**Objetivo**
Pode reproduzir todas as linhas da listagem abaixo trocando "drop a point" por "mark a point" e deixando todo o resto igual?

**Registros de uma coleta de dados**
*-*-*

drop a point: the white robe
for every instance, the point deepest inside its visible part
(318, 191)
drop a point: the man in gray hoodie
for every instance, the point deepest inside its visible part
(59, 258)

*-*-*

**Resposta**
mark a point: the white robe
for every instance, the point deepest inside its visible part
(318, 191)
mark a point: the man in gray hoodie
for every instance, the point deepest inside its visible part
(59, 258)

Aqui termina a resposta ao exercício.